Given passage>
================

As to those whose leisure, education, and station in life, afford them means to study, and judge of past historical events, and the several interesting revolutions of their native country, they are at liberty to form opinions as the light of nature, reason, and religion directs them to decide. All that I conceive necessary for your information on this occasion, or proper in my capacity to deliver, shall be comprized in as short a detail as possible. According to the regular method I usually follow in my discourses to you, on stated seasons, I shall be justified in affording you a general view of the act, on which account, the church requires this day to be solemnly observed. Many, in this humble [36/37] congregation, are probably ignorant of the leading circumstances of the whole transaction, and indeed from the ungrateful and irreligious conduct of a careless age, too many (neglecting any longer to pay the least respect to remembrance of any of God’s former visitations, or deliverances) are consequently but lightly concerned about the appointments of the church and state, in these respects.
We may collect from the general history of mankind, that the cause of all worldly discord and national revolutions, originates in the imperfections and errors of human nature. There is no permanency in sublunary affairs. All states have ever had their gradual advancement to a certain pitch of perfection, and prosperity, and generally, from that period, have discovered a tendency to decline. Like the frame of the human body, however good the constitution, a seed of certain destruction doth often lurk in the nobler parts, which, in course of time, demolishes the whole fabric.
It seems to be in the order of divine Providence, that different forms of government should proceed under such natural and secondary influences, as supply a trial of national gratitude under prosperity. urge them to repentance and reformation, as their unmerited successes decrease; and thereby leave them, like individuals, just objects of punishment for the abuse of their respective advantages, and, in the end, accountable for their final misfortunes.
When contending principles have been long at work, either in the animal or political body, they usually terminate in some sudden, and terrible effect, [37/38] which brings on a crisis, frequently to the dissolution, but sometimes to the purifying, and preserving, of the disordered system. But though the Almighty Director, by his controuling power, can command ultimate good from present evil, yet the whole tenor of his positive precepts, condemns the commission of direct transgression, through a precarious or favorite prospect of bettering our situation in any shape.
The history of the unfortunate Prince whose martyrdom we celebrate this day, affords a very memorable example of the mixture of failing and virtue, which marks the character of the best of men, both in private, and public stations. The prejudices of his education, and the many difficulties he had to encounter, through the previous engagements of the preceding reign of his father, and in which he was encouraged to proceed, on the commendable principle of its being a religious, and national cause, [The war in favour of the prince Palatine] excite our generous pity for the severity of his fate, no less than our admiration, at she magnanimity of his deportment, when all was lost, and his high condition so degraded.

================

Problems to work on>
A – In the sermon passage, what does the speaker name as the source of all worldly discord and national revolutions?
B – Write the next part of the sermon passage about the martyred prince, picking up after its last sentence.

Object position labeling entries:
================

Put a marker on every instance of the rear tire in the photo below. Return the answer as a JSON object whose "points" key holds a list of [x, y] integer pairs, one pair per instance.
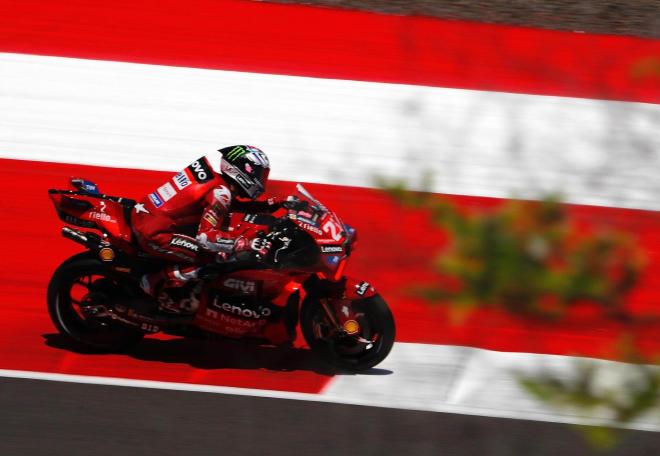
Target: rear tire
{"points": [[77, 286], [377, 324]]}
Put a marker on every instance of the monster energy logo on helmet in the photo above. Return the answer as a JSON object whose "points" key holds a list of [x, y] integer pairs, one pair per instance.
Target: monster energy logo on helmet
{"points": [[235, 153], [247, 166]]}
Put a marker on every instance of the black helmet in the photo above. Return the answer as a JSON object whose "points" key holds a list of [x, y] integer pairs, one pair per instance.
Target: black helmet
{"points": [[247, 167]]}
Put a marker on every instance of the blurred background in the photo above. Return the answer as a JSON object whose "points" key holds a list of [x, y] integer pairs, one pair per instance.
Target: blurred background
{"points": [[499, 160]]}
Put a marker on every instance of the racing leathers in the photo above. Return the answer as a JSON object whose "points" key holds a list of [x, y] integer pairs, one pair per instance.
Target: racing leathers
{"points": [[196, 201]]}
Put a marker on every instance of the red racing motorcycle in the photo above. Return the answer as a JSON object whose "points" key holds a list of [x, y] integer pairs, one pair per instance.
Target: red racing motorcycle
{"points": [[94, 298]]}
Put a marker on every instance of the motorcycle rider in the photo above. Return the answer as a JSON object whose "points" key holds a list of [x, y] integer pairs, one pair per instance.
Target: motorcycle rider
{"points": [[200, 196]]}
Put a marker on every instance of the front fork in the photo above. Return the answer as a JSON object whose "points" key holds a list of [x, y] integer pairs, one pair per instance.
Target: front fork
{"points": [[342, 318]]}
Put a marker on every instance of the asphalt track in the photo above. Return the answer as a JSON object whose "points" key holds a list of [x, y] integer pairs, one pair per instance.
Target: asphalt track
{"points": [[42, 417]]}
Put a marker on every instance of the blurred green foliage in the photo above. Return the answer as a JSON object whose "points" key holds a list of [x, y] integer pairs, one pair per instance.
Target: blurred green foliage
{"points": [[532, 260], [528, 258]]}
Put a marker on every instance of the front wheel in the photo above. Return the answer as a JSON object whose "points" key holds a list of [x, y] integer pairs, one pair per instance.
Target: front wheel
{"points": [[79, 293], [353, 352]]}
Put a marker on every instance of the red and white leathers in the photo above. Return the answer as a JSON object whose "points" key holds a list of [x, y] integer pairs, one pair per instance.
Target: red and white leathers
{"points": [[195, 196]]}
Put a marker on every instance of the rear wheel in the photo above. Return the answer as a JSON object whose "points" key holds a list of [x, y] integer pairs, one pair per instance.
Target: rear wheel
{"points": [[79, 294], [354, 352]]}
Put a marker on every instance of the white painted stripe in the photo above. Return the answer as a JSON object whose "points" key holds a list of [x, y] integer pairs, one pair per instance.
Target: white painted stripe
{"points": [[331, 131], [432, 378], [478, 382]]}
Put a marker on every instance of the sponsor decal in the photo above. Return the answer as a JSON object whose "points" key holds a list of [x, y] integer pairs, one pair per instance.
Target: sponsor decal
{"points": [[166, 191], [181, 255], [181, 180], [106, 254], [149, 328], [101, 216], [351, 327], [139, 207], [211, 219], [222, 195], [155, 200], [184, 243], [236, 152], [332, 249], [362, 288], [201, 171], [246, 286], [242, 311], [306, 220], [332, 260], [250, 218], [76, 221], [309, 227], [242, 180]]}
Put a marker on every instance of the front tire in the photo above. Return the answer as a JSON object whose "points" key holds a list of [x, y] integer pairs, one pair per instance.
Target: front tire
{"points": [[80, 287], [343, 351]]}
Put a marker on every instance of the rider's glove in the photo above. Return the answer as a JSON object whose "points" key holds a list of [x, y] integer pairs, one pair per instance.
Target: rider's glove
{"points": [[293, 203], [261, 246]]}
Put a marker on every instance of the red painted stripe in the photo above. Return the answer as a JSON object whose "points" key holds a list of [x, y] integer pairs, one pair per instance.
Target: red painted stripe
{"points": [[393, 253], [321, 42]]}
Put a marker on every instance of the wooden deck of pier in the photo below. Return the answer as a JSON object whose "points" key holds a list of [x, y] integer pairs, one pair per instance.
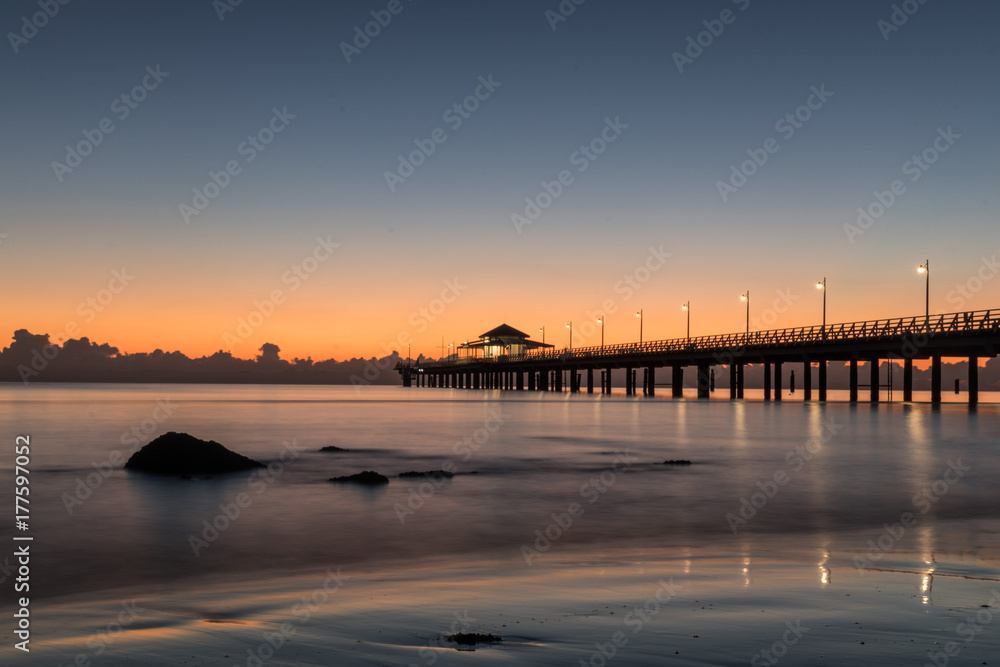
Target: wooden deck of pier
{"points": [[970, 335]]}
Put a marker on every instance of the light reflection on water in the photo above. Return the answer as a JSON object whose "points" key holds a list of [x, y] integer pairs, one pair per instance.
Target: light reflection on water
{"points": [[549, 453]]}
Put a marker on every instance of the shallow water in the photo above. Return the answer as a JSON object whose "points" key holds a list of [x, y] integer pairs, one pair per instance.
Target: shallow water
{"points": [[543, 483]]}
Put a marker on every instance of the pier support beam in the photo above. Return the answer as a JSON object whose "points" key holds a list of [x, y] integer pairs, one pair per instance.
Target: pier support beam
{"points": [[908, 380], [973, 380], [936, 378], [704, 381], [854, 381], [873, 380]]}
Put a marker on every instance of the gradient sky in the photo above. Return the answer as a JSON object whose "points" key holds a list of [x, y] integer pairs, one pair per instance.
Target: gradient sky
{"points": [[654, 186]]}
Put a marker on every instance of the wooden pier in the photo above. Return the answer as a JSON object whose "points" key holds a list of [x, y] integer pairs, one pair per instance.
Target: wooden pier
{"points": [[971, 335]]}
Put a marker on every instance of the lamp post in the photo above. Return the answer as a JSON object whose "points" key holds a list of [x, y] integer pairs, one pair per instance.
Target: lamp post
{"points": [[925, 268], [822, 285], [746, 297]]}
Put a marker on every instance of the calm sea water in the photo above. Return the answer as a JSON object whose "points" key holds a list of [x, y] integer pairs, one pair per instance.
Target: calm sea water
{"points": [[832, 474]]}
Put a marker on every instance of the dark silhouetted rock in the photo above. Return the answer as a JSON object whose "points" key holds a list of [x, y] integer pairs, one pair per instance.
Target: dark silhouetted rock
{"points": [[182, 454], [473, 638], [437, 474], [367, 477]]}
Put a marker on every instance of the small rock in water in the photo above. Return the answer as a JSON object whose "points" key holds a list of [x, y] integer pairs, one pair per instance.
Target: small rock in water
{"points": [[181, 454], [473, 638], [365, 477]]}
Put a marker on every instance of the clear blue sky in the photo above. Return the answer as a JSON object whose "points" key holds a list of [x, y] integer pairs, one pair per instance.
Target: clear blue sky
{"points": [[324, 173]]}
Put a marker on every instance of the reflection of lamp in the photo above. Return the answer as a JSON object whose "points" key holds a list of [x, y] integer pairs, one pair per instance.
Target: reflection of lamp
{"points": [[925, 268], [746, 297], [822, 286], [926, 586]]}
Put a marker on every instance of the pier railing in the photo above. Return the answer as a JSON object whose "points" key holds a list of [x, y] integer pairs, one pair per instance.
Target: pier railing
{"points": [[979, 321]]}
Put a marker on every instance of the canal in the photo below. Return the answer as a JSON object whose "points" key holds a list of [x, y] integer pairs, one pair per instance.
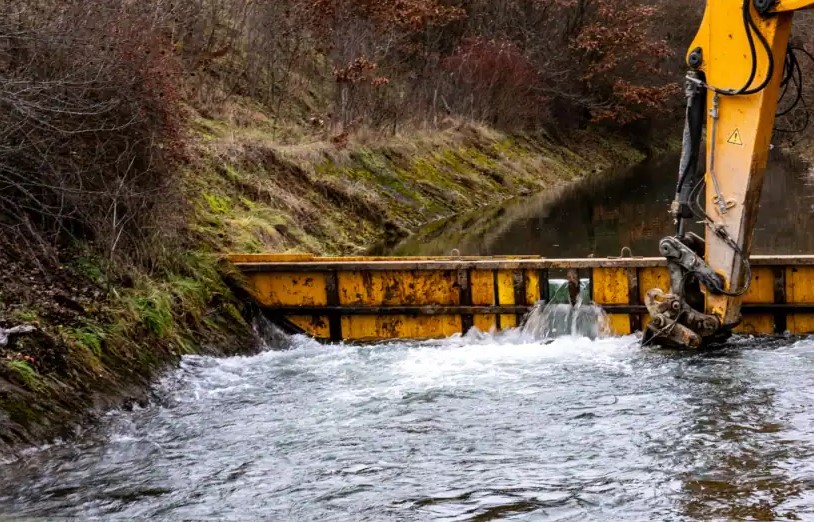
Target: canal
{"points": [[481, 427]]}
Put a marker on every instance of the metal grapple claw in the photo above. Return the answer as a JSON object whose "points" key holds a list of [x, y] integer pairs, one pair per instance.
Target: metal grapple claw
{"points": [[674, 322]]}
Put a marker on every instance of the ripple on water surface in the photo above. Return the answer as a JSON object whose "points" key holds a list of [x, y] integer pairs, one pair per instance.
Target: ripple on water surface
{"points": [[473, 428]]}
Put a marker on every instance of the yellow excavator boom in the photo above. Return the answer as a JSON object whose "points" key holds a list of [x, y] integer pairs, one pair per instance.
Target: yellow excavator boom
{"points": [[737, 65]]}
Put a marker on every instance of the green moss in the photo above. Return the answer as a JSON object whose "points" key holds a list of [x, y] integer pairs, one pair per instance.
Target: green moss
{"points": [[25, 315], [25, 373], [218, 204], [90, 337], [153, 311]]}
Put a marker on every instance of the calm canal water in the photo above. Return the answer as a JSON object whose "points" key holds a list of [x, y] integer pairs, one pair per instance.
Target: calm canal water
{"points": [[602, 213], [471, 428]]}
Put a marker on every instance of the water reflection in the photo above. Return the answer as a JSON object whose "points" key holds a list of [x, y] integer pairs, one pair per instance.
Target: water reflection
{"points": [[603, 213]]}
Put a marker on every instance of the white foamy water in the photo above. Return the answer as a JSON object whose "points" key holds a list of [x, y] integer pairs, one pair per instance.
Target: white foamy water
{"points": [[476, 427]]}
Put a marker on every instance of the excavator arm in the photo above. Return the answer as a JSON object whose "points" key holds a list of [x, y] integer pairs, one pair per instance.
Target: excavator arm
{"points": [[736, 62]]}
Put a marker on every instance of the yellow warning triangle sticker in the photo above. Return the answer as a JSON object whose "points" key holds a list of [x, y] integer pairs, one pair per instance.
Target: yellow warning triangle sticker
{"points": [[735, 138]]}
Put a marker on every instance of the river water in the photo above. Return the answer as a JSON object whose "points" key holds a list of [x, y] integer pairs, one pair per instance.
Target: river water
{"points": [[477, 428]]}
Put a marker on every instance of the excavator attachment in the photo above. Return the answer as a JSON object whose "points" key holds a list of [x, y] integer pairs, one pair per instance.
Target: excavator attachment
{"points": [[736, 72]]}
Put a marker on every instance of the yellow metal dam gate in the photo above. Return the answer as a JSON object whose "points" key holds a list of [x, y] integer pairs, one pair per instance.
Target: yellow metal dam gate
{"points": [[380, 298]]}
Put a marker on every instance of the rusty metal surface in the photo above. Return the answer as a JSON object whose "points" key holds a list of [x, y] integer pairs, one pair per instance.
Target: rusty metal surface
{"points": [[262, 263], [384, 298]]}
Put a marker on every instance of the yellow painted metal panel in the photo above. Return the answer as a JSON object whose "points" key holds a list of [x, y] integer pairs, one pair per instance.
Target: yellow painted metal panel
{"points": [[314, 325], [484, 322], [800, 289], [610, 286], [755, 324], [619, 324], [288, 289], [653, 277], [483, 287], [532, 279], [505, 287], [371, 328], [762, 287], [393, 288]]}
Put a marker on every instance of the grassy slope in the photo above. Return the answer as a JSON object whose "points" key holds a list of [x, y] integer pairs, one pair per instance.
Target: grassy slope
{"points": [[251, 194], [101, 343]]}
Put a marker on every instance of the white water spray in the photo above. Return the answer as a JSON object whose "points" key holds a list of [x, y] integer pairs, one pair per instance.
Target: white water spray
{"points": [[557, 318]]}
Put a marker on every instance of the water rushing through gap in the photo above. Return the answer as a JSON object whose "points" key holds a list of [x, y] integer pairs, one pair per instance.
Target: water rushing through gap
{"points": [[480, 427], [548, 321]]}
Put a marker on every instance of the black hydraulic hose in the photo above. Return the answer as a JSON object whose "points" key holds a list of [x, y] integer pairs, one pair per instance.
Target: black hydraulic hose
{"points": [[751, 25]]}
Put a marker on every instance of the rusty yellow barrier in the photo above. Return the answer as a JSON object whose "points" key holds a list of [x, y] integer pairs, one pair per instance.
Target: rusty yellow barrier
{"points": [[379, 298]]}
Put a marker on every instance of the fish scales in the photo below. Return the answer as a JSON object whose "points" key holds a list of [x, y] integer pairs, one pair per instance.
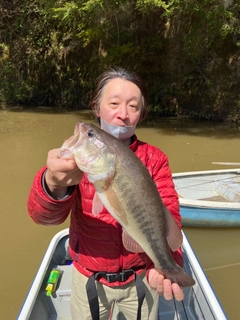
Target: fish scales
{"points": [[128, 192]]}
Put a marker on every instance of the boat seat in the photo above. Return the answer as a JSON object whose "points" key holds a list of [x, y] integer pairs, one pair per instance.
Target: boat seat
{"points": [[228, 190]]}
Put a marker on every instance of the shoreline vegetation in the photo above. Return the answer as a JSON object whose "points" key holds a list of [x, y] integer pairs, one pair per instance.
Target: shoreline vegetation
{"points": [[188, 52]]}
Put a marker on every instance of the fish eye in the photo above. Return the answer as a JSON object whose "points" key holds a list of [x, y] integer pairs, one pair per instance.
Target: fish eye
{"points": [[91, 133]]}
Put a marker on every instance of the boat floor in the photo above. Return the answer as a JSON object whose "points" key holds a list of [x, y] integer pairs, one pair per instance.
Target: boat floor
{"points": [[193, 307], [215, 198], [200, 301]]}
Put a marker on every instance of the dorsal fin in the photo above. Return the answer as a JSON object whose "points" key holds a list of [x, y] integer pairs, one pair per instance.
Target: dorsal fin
{"points": [[174, 233]]}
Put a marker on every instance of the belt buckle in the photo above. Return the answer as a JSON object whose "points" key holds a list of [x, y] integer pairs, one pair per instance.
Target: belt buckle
{"points": [[112, 277]]}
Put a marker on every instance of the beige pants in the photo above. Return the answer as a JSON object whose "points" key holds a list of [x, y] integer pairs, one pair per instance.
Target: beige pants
{"points": [[123, 299]]}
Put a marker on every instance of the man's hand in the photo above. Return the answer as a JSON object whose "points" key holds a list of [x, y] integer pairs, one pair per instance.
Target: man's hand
{"points": [[164, 286], [61, 174]]}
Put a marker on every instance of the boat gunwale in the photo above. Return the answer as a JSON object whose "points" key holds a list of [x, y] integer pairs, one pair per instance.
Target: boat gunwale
{"points": [[205, 203]]}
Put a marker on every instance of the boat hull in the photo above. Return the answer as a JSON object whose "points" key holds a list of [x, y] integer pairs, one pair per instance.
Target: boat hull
{"points": [[209, 198]]}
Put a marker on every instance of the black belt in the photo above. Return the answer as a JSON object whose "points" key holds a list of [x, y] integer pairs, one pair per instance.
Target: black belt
{"points": [[113, 277]]}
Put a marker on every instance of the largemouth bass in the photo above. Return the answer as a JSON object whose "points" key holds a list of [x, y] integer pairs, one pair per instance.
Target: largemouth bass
{"points": [[124, 186]]}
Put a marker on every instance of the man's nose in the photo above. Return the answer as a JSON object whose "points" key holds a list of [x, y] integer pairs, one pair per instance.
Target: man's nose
{"points": [[123, 111]]}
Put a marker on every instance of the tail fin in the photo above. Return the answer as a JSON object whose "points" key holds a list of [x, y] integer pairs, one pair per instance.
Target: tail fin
{"points": [[177, 275]]}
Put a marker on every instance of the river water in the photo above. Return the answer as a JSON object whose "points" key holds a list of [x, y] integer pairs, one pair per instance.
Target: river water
{"points": [[27, 136]]}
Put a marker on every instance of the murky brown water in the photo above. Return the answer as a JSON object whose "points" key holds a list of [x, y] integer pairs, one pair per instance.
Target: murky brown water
{"points": [[26, 138]]}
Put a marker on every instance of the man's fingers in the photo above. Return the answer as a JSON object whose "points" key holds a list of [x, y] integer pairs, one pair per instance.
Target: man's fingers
{"points": [[168, 294], [178, 292]]}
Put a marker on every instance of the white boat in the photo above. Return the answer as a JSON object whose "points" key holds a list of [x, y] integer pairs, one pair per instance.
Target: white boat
{"points": [[209, 198], [200, 301]]}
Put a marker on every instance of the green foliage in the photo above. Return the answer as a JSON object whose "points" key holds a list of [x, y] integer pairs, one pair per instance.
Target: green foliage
{"points": [[51, 51]]}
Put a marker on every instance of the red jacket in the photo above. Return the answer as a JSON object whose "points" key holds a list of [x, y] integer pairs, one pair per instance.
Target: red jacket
{"points": [[96, 242]]}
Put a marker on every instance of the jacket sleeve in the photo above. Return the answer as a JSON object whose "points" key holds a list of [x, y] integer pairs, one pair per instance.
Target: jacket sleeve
{"points": [[45, 210], [162, 175]]}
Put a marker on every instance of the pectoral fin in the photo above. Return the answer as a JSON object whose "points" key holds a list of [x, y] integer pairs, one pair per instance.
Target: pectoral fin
{"points": [[115, 206], [174, 233], [130, 244]]}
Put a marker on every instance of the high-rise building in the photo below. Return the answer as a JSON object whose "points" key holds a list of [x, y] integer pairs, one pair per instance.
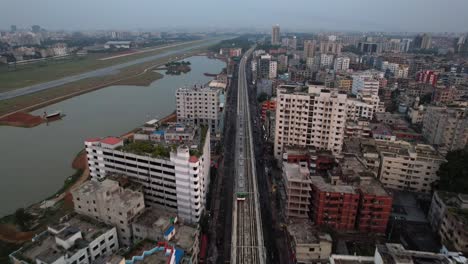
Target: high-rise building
{"points": [[296, 178], [110, 203], [341, 64], [409, 167], [310, 116], [448, 218], [330, 47], [446, 127], [293, 43], [426, 41], [36, 28], [365, 84], [275, 35], [76, 239], [326, 60], [171, 162], [309, 48], [200, 105]]}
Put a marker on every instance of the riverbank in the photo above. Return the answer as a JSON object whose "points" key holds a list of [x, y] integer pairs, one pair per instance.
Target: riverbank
{"points": [[131, 75], [60, 201], [21, 119]]}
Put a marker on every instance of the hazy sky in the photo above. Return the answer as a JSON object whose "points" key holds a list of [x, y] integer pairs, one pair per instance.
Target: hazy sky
{"points": [[363, 15]]}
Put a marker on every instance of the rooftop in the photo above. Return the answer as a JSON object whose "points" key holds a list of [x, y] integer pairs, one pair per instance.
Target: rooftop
{"points": [[323, 186], [296, 172], [303, 232], [153, 218], [185, 237], [45, 247], [123, 197]]}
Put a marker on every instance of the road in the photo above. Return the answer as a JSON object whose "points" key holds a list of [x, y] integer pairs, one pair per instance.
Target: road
{"points": [[96, 73], [247, 244]]}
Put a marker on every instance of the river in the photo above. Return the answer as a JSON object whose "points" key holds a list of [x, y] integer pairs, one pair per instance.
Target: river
{"points": [[35, 161]]}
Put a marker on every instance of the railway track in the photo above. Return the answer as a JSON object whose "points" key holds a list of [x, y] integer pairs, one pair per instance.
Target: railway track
{"points": [[247, 235]]}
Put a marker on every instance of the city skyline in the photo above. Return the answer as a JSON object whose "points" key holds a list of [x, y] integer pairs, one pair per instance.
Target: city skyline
{"points": [[399, 16]]}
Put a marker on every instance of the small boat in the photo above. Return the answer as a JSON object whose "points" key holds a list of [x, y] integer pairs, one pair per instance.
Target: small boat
{"points": [[52, 115]]}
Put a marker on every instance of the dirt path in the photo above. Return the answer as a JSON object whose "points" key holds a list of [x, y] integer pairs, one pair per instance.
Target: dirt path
{"points": [[8, 233], [80, 162]]}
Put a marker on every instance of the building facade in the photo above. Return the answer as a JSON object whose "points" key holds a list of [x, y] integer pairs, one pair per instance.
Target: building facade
{"points": [[172, 164], [201, 106], [107, 201], [314, 117], [405, 166]]}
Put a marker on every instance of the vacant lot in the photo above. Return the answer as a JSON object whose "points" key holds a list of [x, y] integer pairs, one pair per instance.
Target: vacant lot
{"points": [[129, 76], [29, 74]]}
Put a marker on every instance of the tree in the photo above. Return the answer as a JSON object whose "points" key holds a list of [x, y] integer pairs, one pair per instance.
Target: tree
{"points": [[454, 173], [22, 218], [262, 97]]}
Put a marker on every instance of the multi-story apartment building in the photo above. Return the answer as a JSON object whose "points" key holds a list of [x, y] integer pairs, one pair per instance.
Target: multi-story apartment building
{"points": [[296, 178], [107, 201], [172, 163], [344, 83], [446, 127], [397, 254], [273, 70], [201, 106], [375, 206], [308, 244], [365, 84], [333, 205], [429, 77], [275, 35], [362, 107], [309, 48], [79, 239], [359, 128], [448, 217], [326, 60], [333, 47], [160, 225], [341, 64], [310, 116], [405, 166]]}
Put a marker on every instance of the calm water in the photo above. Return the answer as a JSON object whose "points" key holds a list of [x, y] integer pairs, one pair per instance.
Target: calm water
{"points": [[34, 162]]}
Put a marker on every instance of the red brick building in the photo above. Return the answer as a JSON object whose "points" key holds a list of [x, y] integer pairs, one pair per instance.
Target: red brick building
{"points": [[429, 77], [268, 105], [335, 206], [375, 206]]}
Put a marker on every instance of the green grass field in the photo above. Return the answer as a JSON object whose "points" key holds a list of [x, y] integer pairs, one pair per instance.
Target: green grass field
{"points": [[29, 74]]}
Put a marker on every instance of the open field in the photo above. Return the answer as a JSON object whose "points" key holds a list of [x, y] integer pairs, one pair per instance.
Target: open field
{"points": [[132, 75], [34, 73]]}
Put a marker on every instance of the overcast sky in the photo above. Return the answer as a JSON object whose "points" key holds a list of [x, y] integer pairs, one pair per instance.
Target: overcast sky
{"points": [[361, 15]]}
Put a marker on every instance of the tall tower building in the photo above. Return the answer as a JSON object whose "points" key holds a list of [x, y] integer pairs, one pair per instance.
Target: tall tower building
{"points": [[426, 42], [309, 48], [275, 40]]}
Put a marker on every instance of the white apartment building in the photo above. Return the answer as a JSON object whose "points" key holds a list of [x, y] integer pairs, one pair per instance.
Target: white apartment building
{"points": [[273, 70], [296, 178], [341, 64], [405, 166], [200, 106], [362, 107], [326, 60], [365, 84], [309, 245], [172, 164], [110, 203], [398, 71], [446, 127], [78, 240], [309, 117]]}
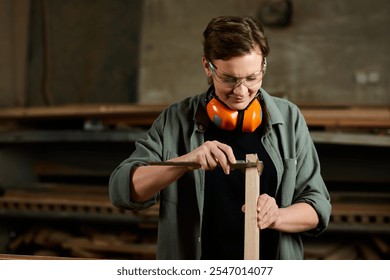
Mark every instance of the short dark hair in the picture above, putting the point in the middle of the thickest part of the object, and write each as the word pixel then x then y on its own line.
pixel 230 36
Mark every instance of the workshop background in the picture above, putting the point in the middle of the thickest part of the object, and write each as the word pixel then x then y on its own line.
pixel 81 80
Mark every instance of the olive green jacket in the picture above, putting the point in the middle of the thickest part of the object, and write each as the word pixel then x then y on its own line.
pixel 180 129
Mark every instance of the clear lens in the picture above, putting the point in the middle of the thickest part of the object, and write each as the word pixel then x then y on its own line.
pixel 231 81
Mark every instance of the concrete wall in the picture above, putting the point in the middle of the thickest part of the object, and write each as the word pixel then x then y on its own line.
pixel 333 52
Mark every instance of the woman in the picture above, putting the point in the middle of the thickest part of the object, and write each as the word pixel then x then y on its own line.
pixel 201 209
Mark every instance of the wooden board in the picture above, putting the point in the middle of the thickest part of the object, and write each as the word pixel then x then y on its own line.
pixel 252 192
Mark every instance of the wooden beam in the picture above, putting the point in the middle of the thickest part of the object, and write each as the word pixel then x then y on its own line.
pixel 252 192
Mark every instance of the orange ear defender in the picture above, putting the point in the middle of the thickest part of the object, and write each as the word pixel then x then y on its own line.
pixel 248 120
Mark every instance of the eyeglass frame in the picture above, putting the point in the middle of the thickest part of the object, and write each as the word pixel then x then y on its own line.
pixel 239 80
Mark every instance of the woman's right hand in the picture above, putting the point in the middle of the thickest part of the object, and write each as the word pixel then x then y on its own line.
pixel 210 155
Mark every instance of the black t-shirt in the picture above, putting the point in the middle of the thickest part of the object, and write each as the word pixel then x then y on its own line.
pixel 223 219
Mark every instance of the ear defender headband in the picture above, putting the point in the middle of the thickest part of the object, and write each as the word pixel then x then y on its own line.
pixel 247 120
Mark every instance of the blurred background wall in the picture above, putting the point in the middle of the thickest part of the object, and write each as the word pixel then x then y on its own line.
pixel 63 52
pixel 81 81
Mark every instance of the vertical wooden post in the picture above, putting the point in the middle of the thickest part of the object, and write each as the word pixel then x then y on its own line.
pixel 252 192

================

The answers>
A – The imperfections and errors of human nature.

B –
When we view him involved in a war without the adequate means of pursuing it; connected with obnoxious persons, whom early attachment had rendered it very difficult to desert; without able commanders to conduct his enterprises; and harrassed by a rising, and popular faction, whose object was the total subversion of the established form of [38/39] government, in church, and state; and these growing misfortunes secretly and powerfully assisted by the insidious contrivance of a foreign enemy; when we reflect upon the further disadvantages he laboured under, from an alliance of the tenderest tie: whose religious tenets would naturally excite suspicions, and furnish the most malevolent suggestions, in a party so violently bigoted to a contrary persuasion; we cannot be surprized, that so many jarring interests, and discordant principles, should seed commotion, and supply a very arduous conflict for any one, beset by such variety of very critical, and perplexing circumstances.
Whatever might be the faults and errors of this Prince’s temper, and political conduct, on one hand, or the laudable motives, and patriotic efforts of his opposers on the other, in the early stage of these affecting troubles, the event proved, past all contradiction, that the latent object of the latter, was directed by very different motives from national happiness, or valuable reformation. The most violent opposers of the reprobated mischief attending despotic power, at length discovered a desire of the most lawless usurpations, in their own conduct; and, under the pretence of correcting grievances, they entirely destroyed the constitution, depriving it of its religion, parliament, and king, and substituting in its stead, a government of force, commanded by an usurper and a tyrant: one who could vindicate the murder of his lawful sovereign, for having employed the precedents of the prerogative, but himself made no scruple entirely to remove the very [39/40] pillars of the state, and actually wished, and strove, to be elected to the very office, he before had pleaded virtue in abolishing. Such hypocrisy was greatly aggravated by the mask that covered its foul proceedings: viz. purity of religion, which was the ostensible motive for every act of violence.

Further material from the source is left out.